- _Work instruction_
The records below need to come back exactly as they are, pictures omitted.

Records drawn from a dataset
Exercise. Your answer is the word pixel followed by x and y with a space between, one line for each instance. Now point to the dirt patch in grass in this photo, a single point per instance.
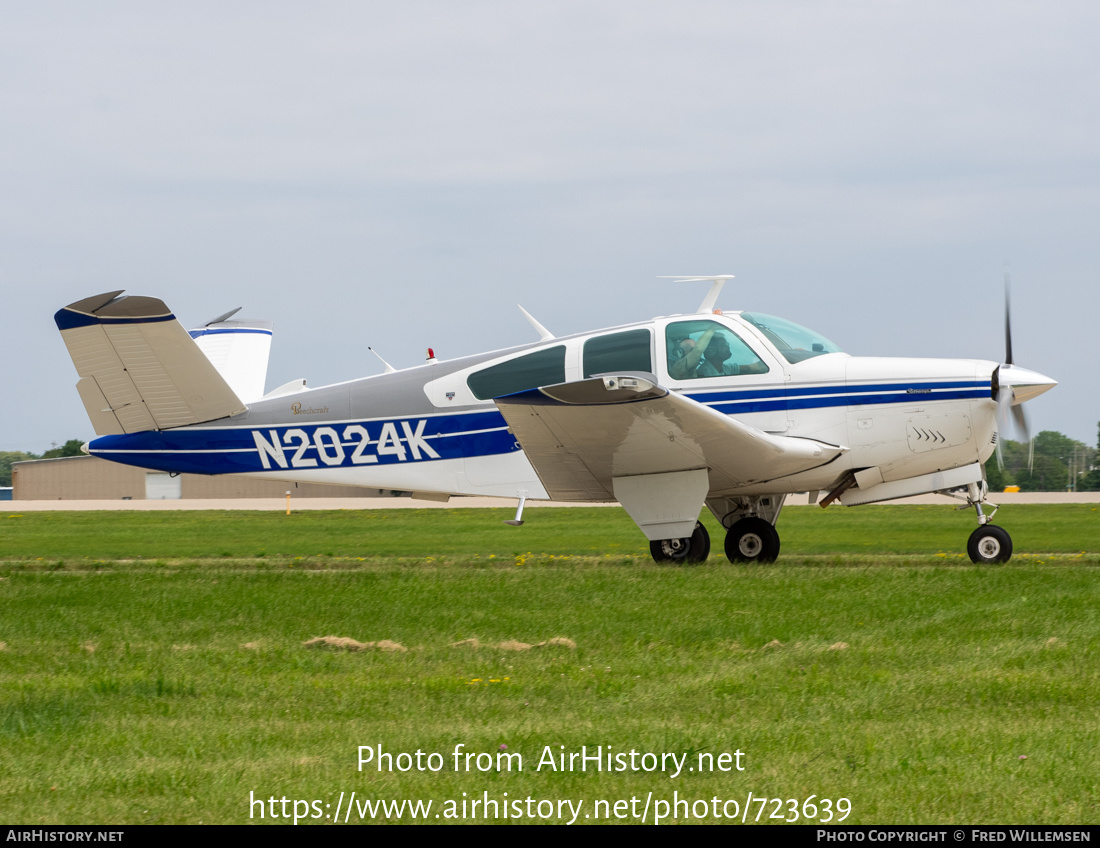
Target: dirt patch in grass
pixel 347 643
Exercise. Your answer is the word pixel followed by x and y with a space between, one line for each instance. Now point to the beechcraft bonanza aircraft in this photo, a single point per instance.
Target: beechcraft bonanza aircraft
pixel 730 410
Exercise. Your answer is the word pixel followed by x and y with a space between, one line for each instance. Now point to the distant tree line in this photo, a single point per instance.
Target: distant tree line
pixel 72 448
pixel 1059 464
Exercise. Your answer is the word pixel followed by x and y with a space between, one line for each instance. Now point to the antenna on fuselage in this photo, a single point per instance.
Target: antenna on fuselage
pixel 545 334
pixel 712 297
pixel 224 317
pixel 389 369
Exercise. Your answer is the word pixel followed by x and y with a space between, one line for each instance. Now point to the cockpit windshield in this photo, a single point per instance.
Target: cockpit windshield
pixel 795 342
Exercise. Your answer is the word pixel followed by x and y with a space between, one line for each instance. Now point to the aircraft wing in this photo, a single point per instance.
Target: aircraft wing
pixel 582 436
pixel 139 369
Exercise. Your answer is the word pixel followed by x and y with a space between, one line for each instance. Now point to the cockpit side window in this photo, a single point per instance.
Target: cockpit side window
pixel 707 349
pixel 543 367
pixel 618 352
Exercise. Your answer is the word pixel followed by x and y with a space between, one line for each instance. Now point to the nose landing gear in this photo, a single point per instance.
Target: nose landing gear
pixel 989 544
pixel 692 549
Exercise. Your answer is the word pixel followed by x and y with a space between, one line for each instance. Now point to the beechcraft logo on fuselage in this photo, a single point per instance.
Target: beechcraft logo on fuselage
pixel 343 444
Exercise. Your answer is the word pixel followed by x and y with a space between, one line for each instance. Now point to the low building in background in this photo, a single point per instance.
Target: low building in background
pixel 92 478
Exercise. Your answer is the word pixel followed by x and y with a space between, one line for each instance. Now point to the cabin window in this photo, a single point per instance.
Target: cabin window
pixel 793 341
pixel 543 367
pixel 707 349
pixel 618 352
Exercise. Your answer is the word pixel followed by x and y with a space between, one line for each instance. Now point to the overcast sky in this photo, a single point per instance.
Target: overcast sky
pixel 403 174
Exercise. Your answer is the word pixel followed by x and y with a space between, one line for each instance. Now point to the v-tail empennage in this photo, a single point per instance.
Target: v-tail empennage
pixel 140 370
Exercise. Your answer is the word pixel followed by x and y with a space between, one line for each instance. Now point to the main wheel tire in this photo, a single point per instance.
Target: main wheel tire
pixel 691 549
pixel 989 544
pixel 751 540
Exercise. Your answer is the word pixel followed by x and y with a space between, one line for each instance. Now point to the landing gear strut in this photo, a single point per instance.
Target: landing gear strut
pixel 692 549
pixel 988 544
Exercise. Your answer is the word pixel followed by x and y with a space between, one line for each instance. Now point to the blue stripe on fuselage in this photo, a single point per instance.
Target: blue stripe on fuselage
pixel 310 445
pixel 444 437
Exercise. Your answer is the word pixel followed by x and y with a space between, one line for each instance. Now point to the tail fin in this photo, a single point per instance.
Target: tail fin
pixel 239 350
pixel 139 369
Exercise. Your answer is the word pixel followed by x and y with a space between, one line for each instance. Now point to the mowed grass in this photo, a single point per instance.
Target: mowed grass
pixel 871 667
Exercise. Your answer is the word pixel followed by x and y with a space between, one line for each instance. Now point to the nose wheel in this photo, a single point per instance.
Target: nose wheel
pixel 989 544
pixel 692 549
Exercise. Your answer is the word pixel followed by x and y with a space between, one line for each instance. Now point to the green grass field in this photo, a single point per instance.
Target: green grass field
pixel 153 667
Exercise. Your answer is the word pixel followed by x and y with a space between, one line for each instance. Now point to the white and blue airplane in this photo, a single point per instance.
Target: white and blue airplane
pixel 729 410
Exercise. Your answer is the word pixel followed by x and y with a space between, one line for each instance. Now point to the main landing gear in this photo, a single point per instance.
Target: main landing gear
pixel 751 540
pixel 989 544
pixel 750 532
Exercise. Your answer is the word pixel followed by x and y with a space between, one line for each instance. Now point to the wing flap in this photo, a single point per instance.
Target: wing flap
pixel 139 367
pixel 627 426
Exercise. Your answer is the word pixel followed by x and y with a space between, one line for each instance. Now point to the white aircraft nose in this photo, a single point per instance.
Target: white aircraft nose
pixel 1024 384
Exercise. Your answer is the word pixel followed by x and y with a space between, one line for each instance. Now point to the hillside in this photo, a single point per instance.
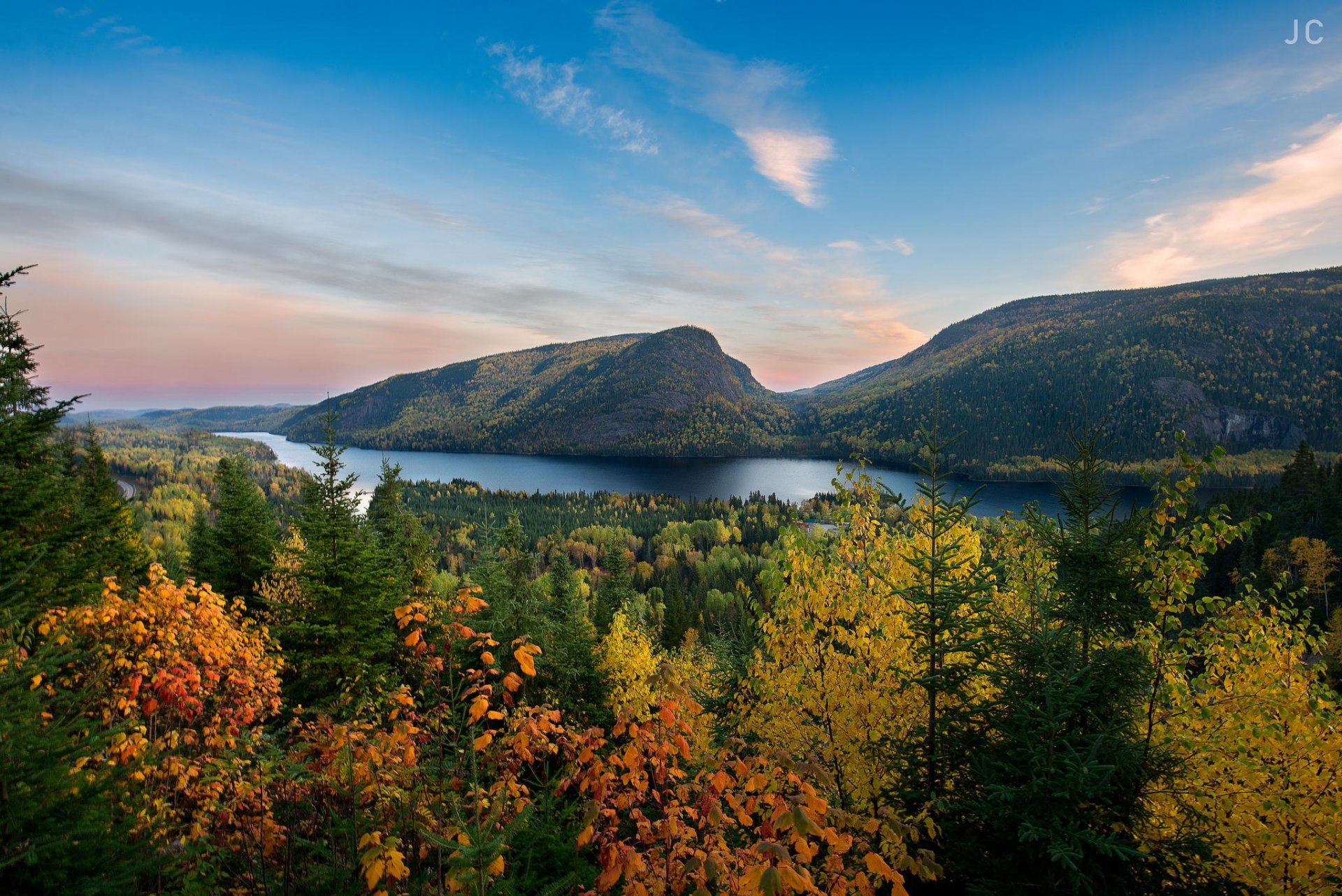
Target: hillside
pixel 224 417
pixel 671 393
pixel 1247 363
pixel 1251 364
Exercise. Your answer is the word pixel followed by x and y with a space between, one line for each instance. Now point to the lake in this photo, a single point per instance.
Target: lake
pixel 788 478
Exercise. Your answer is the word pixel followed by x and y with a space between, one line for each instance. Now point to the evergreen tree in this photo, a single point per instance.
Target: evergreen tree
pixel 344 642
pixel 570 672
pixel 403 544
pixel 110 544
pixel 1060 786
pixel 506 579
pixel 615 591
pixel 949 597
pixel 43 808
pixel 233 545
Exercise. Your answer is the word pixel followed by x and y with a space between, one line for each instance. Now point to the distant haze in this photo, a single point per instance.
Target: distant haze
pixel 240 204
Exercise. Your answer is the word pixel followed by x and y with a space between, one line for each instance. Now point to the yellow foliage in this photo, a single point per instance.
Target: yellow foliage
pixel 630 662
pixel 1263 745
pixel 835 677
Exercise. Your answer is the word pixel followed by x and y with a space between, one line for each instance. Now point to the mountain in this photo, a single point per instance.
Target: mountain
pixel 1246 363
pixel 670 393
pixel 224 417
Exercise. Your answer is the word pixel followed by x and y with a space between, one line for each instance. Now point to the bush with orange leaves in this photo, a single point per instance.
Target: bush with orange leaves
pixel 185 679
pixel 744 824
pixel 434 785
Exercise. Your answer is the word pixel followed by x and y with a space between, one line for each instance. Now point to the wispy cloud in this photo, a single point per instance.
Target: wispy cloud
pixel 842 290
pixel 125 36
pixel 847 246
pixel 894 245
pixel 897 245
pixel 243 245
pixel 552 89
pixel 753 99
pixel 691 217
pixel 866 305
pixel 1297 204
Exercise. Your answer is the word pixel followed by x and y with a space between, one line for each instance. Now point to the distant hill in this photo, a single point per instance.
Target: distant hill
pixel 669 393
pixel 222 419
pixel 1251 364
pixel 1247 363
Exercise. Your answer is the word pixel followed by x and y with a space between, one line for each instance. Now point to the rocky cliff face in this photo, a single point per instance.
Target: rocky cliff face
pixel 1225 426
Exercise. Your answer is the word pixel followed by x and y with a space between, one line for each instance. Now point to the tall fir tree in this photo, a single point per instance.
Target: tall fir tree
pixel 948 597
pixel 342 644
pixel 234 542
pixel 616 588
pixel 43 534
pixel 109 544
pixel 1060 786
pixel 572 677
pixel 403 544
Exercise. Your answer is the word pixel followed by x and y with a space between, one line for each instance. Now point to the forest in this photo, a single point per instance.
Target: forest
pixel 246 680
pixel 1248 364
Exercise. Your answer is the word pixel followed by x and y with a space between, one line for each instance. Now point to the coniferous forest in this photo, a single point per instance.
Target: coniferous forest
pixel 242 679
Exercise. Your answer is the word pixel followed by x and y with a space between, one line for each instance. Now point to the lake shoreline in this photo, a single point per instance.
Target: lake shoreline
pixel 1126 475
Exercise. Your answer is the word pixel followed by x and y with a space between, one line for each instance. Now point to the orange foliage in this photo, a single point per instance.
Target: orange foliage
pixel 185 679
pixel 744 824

- _Answer to this task_
Exercise. Your answer is the word pixel followed by x and y with a space between, one line for each instance. Now point to the dirt patch in grass in this photo, a single point per instance.
Target: dirt patch in grass
pixel 347 643
Exercise. Your answer is the word pixel followed by x and y with a space between, one line for each instance. Now point to the beechcraft bonanza aircraft in this photo, a single point per instance.
Target: beechcraft bonanza aircraft
pixel 730 410
Exercise. Your answer is the word pixel followed by x and y with a space between, one line for each instance. Now point to the distant tree line in this photo, a single point per instance.
Target: distant tree line
pixel 72 448
pixel 1059 464
Exercise. Your answer is the word pixel followed by x and y with a space between, one line for each instance. Now point to the antenna on fuselage in this photo, a single point per instance.
Target: antenna on fuselage
pixel 545 334
pixel 712 297
pixel 224 317
pixel 389 369
Exercise. Your answer is the word pixel followed by x and y with a space between, one line for each instance. Now point to the cockpit windshield in this photo, a single point per instance.
Target: cockpit windshield
pixel 795 342
Exercise. Your answer is the word pixel followed by x and y with a space between, one line for each instance. Now point to the aircraft wing in this photo, a single point per instance.
Target: aircraft wing
pixel 582 436
pixel 139 369
Exercise. Your answer is the word pixel followed by x and y with a space between, one line for each instance. Now point to the cockpit side window in this photo, a single point per instance.
Target: cockpit side window
pixel 707 349
pixel 543 367
pixel 618 352
Exercise. Your answer is the word pixel followed by x and y with a space between, one line for each instance. Now point to the nose landing gear in this photo, a single point per instance.
Target: nose landing gear
pixel 989 544
pixel 692 549
Exercise. Your answer is the word pixel followed by x and y with a space between, one line for each instance. Now point to the beechcraft logo on fuselage in this photo, a single point per instance.
Target: beechcraft logo on fuselage
pixel 343 444
Exercise. Your answer is the word pixel followed by x and y with a space between, one line for each instance. Now point to the low building in background in this photo, a single point per instance.
Target: low building in background
pixel 92 478
Exercise. Your answer is the word pixel followed by x and y with a space between, one line for each instance. Now point to the cabin window in this photo, a single point per instance.
Target: cabin window
pixel 793 341
pixel 543 367
pixel 707 349
pixel 618 352
Exercise. Your answer is the word pixel followed by x and y with a space between, one line for each instance. Now point to the overcast sky in this photo, a single point per instance.
Target: overcast sky
pixel 403 174
Exercise. Your answer is the word pixel followed by x and y with a space between, one line for each instance. Now point to the v-tail empennage in this photo, a single point per instance.
Target: v-tail empennage
pixel 140 370
Exercise. Your answer is the word pixel followed by x and y with a space between, one line for each instance. Now point to the main wheel tire in this photo, a single point per instance.
Target: main wheel tire
pixel 691 549
pixel 989 544
pixel 751 540
Exercise. Your answer is the word pixel followed by x and y with a space between, one line for each instance. Now point to the landing gear strut in this photo, a single point per instance.
Target: landing gear strut
pixel 692 549
pixel 988 544
Exercise. Your answer is the word pixel followed by x and y with a space between, one line for each instance. Now point to the blue stripe on fuselage in this photo, a single point per instance.
Target: blue stripe on fuselage
pixel 310 445
pixel 444 437
Exercise. Your answer is the word pixel followed by x and y with a space between, one line for each instance. Now point to the tail fin in this photo, a single point per instance.
Target: tail fin
pixel 239 350
pixel 139 369
Exercise. Your answer is the word pixel followed by x and y with a space between, one line for each instance. Now point to the mowed grass in this photo, a single point per instance.
Target: mowed grass
pixel 871 667
Exercise. Your answer is the word pixel followed by x and y with a space between, one line for each instance. Now point to the nose wheel in this photo, a single point per instance.
Target: nose wheel
pixel 989 544
pixel 692 549
Exercise. Your answer is the word pixel followed by x and y with a space between, one line for each instance. Now point to the green grass field in this photo, a single point per instance.
Target: green grass field
pixel 153 667
Exercise. Your answer is the word pixel followed by x and y with a space between, one line for each instance. Now point to the white and blue airplane in this photo, a single point per instance.
Target: white and blue airplane
pixel 729 410
Exercise. Your answer is the word pixel followed by x and y with a space between, one line for each instance. Now point to the main landing gear in this photo, a single point per instance.
Target: main landing gear
pixel 751 540
pixel 989 544
pixel 750 532
Exercise. Your answer is the word pixel followed by x and y with a space between, one line for each instance. Now point to the wing flap in this photo, a single point per instance.
Target: wing flap
pixel 139 367
pixel 627 426
Exercise. Your answer is the word pixel followed by x and y with a space between, one line for each instance. Now point to the white aircraft nose in this photo, a single point per instance.
Target: white aircraft nose
pixel 1024 384
Exercise. Your answer is the word pixel followed by x and y with a space between, one line for each instance. Now point to the hillside in this photo, a single point per instance.
Target: hillside
pixel 224 417
pixel 671 393
pixel 1247 363
pixel 1251 364
Exercise. Your answer is the word pixel followed by x and y with a space between, one line for each instance. Now point to the lake in this photo, a single point per instance.
Target: lake
pixel 788 478
Exercise. Your answer is the word pixel followed by x and y with a space between, one line for each instance. Now point to the evergreen tree in this photo, a single point per instance.
Target: evergreen tree
pixel 344 642
pixel 570 672
pixel 403 544
pixel 110 544
pixel 1060 786
pixel 506 579
pixel 615 591
pixel 949 597
pixel 43 808
pixel 233 545
Exercise. Your answer is the word pixel followed by x and y with a space between, one line for each instance. Now point to the distant haze in this photo, a single point per instance.
Target: distant haze
pixel 240 204
Exercise. Your answer is the word pixel followed by x and y with a space between, one line for each instance. Now point to the yellow foliage in this photo, a single point per instance.
Target: yellow foliage
pixel 630 662
pixel 1263 745
pixel 835 677
Exercise. Your answer is the word pixel followed by x and y with a space between, one line for each instance. Now point to the mountain in this photo, a single point per instance.
Target: mountain
pixel 1246 363
pixel 670 393
pixel 224 417
Exercise. Your answer is the word pixel followed by x and y with a space between, one line for each instance. Now point to the bush with orange leaves in this photo, a single point per instance.
Target: bush with orange leaves
pixel 185 679
pixel 744 824
pixel 434 785
Exercise. Your answer is the word pixel followed by x and y with a space between, one line for each instance. Now point to the wispy cloud in this photo, a single point per instance.
Target: wispy cloud
pixel 842 290
pixel 125 36
pixel 847 246
pixel 894 245
pixel 897 245
pixel 243 245
pixel 552 89
pixel 753 99
pixel 691 217
pixel 866 305
pixel 1297 204
Exercise. Your answer is the word pixel followed by x and y with a space between, one line for each instance. Now point to the distant hill in this photo, a single point per instance.
Target: distant hill
pixel 669 393
pixel 222 419
pixel 1251 364
pixel 1247 363
Exercise. Your answer is the word pixel followed by x and y with a space between, one line for each instance. Now point to the rocky cliff face in this photo, a single point per instance.
Target: rocky cliff face
pixel 1225 426
Exercise. Your answer is the word pixel followed by x and y with a space between, one line for each instance. Now point to the tall fir tree in this photo, a single point per instance.
Target: tall fir tree
pixel 948 597
pixel 342 644
pixel 234 542
pixel 616 588
pixel 43 534
pixel 109 544
pixel 1060 786
pixel 572 677
pixel 403 544
Exercise. Your answer is the word pixel followed by x and y with a space between, one line for each instance. Now point to the forest in this photo, a single point per instance.
Target: forest
pixel 246 680
pixel 1248 364
Exercise. Your answer is the word pixel followed by x and y with a space between, one line for each instance. Now point to the coniferous forest in this photo, a single point per instance.
Target: coniferous forest
pixel 242 679
Exercise. Your answer is the word pixel followed by x and y with a space between, one line for each instance. Now point to the lake shoreline in this photo, a single point per instance.
Target: lake shoreline
pixel 1126 475
Exercise. Your answer is the word pixel followed by x and y with a space between, one line for each instance. Now point to the orange foliage in this photo, a single point per instance.
Target: orange foliage
pixel 185 679
pixel 744 824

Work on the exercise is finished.